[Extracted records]
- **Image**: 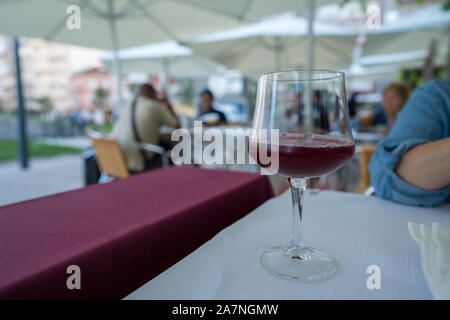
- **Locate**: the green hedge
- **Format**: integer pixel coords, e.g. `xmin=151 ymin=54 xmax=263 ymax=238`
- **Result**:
xmin=0 ymin=139 xmax=82 ymax=163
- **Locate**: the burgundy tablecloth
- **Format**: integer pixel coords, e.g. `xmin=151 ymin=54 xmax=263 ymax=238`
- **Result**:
xmin=0 ymin=166 xmax=273 ymax=299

> **INSTRUCTIONS TO FOLLOW**:
Every line of the data above is to be repeated exactly; the images are to be left out.

> **TASK ANSWER**:
- **Image**: 
- **Locate**: the green hedge
- **Format**: integer pixel coords, e.g. `xmin=151 ymin=54 xmax=263 ymax=238`
- **Result**:
xmin=0 ymin=139 xmax=82 ymax=163
- **Locate**: the burgundy tablecloth
- **Format**: integer pixel coords, e.g. `xmin=151 ymin=54 xmax=263 ymax=238`
- **Result**:
xmin=0 ymin=166 xmax=273 ymax=299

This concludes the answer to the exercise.